Dataset extract -
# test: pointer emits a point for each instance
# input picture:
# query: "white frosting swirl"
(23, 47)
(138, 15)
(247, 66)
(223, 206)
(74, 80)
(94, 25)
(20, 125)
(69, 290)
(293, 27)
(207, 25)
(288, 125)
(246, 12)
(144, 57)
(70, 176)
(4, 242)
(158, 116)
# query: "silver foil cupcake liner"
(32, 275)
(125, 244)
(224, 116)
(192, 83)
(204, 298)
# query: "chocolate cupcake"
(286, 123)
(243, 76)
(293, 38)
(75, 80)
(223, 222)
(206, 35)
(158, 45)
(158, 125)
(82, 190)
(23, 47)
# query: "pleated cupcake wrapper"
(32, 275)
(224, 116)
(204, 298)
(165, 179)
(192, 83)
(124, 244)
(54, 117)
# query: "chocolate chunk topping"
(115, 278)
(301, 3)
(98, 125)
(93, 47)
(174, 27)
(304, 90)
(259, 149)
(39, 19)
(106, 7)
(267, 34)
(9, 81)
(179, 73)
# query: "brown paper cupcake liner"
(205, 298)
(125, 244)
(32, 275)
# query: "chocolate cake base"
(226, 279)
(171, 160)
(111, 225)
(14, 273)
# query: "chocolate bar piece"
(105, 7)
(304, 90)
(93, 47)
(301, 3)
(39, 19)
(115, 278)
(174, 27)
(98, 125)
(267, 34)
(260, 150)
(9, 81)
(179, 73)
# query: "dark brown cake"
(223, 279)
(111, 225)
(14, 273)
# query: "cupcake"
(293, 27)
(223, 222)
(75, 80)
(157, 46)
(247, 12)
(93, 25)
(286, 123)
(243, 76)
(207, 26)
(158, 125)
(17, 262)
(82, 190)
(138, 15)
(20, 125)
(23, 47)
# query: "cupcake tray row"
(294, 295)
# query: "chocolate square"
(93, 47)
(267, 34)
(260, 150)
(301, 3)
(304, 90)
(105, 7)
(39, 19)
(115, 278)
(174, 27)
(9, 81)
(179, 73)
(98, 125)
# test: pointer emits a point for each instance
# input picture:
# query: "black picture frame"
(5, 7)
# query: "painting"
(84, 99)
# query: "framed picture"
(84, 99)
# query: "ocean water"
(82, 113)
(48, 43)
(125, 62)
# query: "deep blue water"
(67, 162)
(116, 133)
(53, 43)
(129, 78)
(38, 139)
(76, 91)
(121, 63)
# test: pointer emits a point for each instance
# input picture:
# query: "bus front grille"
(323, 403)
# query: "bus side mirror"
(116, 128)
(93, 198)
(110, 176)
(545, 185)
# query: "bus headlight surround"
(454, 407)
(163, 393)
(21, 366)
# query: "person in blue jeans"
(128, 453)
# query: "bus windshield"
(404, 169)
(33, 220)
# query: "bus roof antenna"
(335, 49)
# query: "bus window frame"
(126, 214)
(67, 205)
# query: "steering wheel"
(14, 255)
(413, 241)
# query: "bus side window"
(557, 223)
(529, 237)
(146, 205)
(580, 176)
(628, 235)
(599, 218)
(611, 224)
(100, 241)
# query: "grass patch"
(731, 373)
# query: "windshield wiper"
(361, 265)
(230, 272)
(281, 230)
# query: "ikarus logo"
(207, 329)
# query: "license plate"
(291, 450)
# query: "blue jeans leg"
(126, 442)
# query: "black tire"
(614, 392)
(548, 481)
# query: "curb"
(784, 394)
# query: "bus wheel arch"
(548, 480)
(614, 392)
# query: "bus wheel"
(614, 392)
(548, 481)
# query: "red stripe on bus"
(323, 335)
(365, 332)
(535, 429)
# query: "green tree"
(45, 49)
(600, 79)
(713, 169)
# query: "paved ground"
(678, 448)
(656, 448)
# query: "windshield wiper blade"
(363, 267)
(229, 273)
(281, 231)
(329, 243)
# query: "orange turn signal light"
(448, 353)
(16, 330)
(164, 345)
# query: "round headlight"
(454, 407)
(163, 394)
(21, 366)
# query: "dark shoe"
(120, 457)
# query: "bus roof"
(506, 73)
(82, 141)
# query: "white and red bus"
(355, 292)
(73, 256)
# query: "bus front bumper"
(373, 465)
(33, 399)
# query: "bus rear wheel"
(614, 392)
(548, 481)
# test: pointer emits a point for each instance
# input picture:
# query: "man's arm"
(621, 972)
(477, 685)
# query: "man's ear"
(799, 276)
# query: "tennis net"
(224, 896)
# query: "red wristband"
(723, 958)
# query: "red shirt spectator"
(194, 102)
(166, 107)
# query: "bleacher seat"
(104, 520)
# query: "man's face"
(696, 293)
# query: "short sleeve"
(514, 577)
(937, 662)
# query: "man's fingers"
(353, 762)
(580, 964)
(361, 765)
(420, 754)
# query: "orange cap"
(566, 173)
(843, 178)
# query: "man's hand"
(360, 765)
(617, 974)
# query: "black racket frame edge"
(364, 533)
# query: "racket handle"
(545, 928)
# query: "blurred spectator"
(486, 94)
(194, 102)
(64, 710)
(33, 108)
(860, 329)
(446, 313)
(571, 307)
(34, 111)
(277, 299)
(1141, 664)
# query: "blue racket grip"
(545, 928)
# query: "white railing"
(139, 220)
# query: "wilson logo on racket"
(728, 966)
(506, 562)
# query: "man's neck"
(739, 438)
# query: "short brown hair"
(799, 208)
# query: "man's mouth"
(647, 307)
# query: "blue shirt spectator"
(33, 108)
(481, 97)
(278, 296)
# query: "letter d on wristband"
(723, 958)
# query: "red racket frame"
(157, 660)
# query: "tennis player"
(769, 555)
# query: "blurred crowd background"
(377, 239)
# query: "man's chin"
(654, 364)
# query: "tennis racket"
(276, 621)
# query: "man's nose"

Task to carry out - Word for word, extract all the records.

Response for this exercise -
# test: pointer emits a point for each instance
# input picture:
# query: "white frosting swirl"
(23, 47)
(138, 15)
(247, 66)
(223, 206)
(74, 80)
(94, 25)
(20, 125)
(69, 290)
(293, 27)
(207, 25)
(288, 125)
(246, 12)
(144, 57)
(70, 176)
(4, 242)
(158, 116)
# query: "silver foil cupcake liner"
(32, 275)
(125, 244)
(224, 116)
(192, 83)
(204, 298)
# query: "chocolate cupcake"
(286, 123)
(243, 76)
(293, 38)
(75, 80)
(223, 222)
(206, 35)
(158, 45)
(158, 125)
(82, 190)
(23, 47)
# query: "pleated cupcake wrapper"
(32, 275)
(224, 116)
(204, 298)
(165, 179)
(192, 83)
(124, 244)
(54, 117)
# query: "chocolate chunk topping"
(115, 278)
(301, 3)
(98, 125)
(93, 47)
(174, 27)
(304, 90)
(259, 149)
(39, 19)
(106, 7)
(267, 34)
(9, 81)
(179, 73)
# query: "brown paper cupcake liner"
(205, 298)
(125, 244)
(32, 275)
# query: "chocolate cake base"
(226, 279)
(171, 160)
(111, 225)
(14, 273)
# query: "chocolate bar piece"
(105, 7)
(304, 90)
(93, 47)
(301, 3)
(39, 19)
(115, 278)
(174, 27)
(98, 125)
(267, 34)
(260, 150)
(9, 81)
(179, 73)
# query: "dark brown cake"
(223, 279)
(111, 225)
(14, 273)
# query: "cupcake"
(293, 27)
(223, 222)
(75, 80)
(157, 46)
(247, 12)
(93, 25)
(286, 123)
(243, 76)
(207, 26)
(158, 125)
(17, 262)
(82, 190)
(138, 15)
(20, 125)
(23, 47)
# query: "cupcake tray row"
(294, 295)
# query: "chocolate square"
(93, 47)
(267, 34)
(260, 150)
(301, 3)
(304, 90)
(105, 7)
(39, 19)
(115, 278)
(174, 27)
(9, 81)
(179, 73)
(98, 125)
# test: pointer emits a point for each instance
# input picture:
# query: "black picture frame"
(5, 7)
# query: "painting"
(84, 99)
# query: "framed picture"
(84, 99)
# query: "ocean water"
(82, 113)
(48, 43)
(125, 62)
# query: "deep blue water"
(67, 162)
(116, 133)
(53, 43)
(129, 78)
(38, 139)
(76, 91)
(121, 63)
# test: pointer emits a point for each instance
# input picture:
# query: "bus front grille"
(323, 403)
# query: "bus side mirror"
(116, 128)
(93, 198)
(110, 176)
(545, 185)
# query: "bus headlight surround"
(454, 407)
(163, 393)
(21, 366)
# query: "person in blue jeans"
(128, 453)
# query: "bus windshield"
(404, 169)
(33, 220)
# query: "bus roof antenna"
(335, 49)
# query: "bus window frame"
(126, 214)
(67, 205)
# query: "steering wheel"
(14, 255)
(413, 241)
# query: "bus side window"
(557, 223)
(529, 237)
(146, 205)
(580, 176)
(628, 235)
(599, 218)
(611, 224)
(100, 241)
# query: "grass patch"
(731, 373)
# query: "windshield wiper"
(361, 265)
(230, 272)
(281, 230)
# query: "ikarus logo"
(207, 329)
# query: "license plate"
(291, 450)
# query: "blue jeans leg"
(126, 442)
# query: "black tire"
(614, 392)
(548, 481)
# query: "curb"
(784, 394)
# query: "bus wheel arch"
(548, 480)
(614, 392)
# query: "bus wheel"
(614, 392)
(548, 481)
# query: "red stripe on bus"
(323, 335)
(365, 332)
(535, 429)
# query: "green tree"
(45, 49)
(600, 79)
(713, 169)
# query: "paved ground"
(678, 448)
(656, 448)
# query: "windshield wiper blade"
(363, 267)
(229, 273)
(281, 231)
(329, 243)
# query: "orange turn signal light"
(448, 353)
(16, 330)
(164, 345)
# query: "round headlight"
(454, 407)
(163, 394)
(21, 366)
# query: "dark shoe"
(120, 457)
# query: "bus roof"
(506, 73)
(82, 141)
# query: "white and red bus"
(355, 292)
(73, 256)
# query: "bus front bumper"
(373, 465)
(33, 399)
# query: "bus rear wheel"
(614, 392)
(548, 481)
# test: pointer emits a point for each instance
# input picture:
# query: "man's arm"
(621, 972)
(477, 685)
# query: "man's ear"
(799, 276)
# query: "tennis net"
(224, 896)
# query: "red wristband"
(723, 958)
# query: "red shirt spectator"
(194, 102)
(166, 107)
# query: "bleacher seat"
(104, 520)
# query: "man's face"
(696, 293)
# query: "short sleeve"
(514, 577)
(937, 662)
# query: "man's fingers"
(353, 762)
(580, 964)
(361, 765)
(420, 754)
# query: "orange cap"
(566, 173)
(843, 178)
# query: "man's hand"
(360, 765)
(617, 974)
# query: "black racket frame edge"
(364, 533)
# query: "racket handle"
(545, 928)
# query: "blurred spectator"
(486, 94)
(194, 102)
(64, 710)
(33, 108)
(860, 329)
(446, 313)
(571, 307)
(34, 111)
(277, 299)
(1141, 664)
# query: "blue racket grip"
(545, 928)
# query: "white railing"
(139, 220)
# query: "wilson logo on racket"
(728, 966)
(506, 562)
# query: "man's neck"
(739, 438)
# query: "short brown hair"
(799, 208)
# query: "man's mouth"
(647, 307)
# query: "blue shirt spectator"
(33, 108)
(481, 97)
(278, 296)
# query: "letter d on wristband"
(723, 958)
# query: "red racket frame"
(157, 660)
# query: "tennis player"
(769, 555)
# query: "blurred crowd background"
(377, 239)
# query: "man's chin"
(654, 364)
# query: "tennis racket"
(276, 621)
# query: "man's nose"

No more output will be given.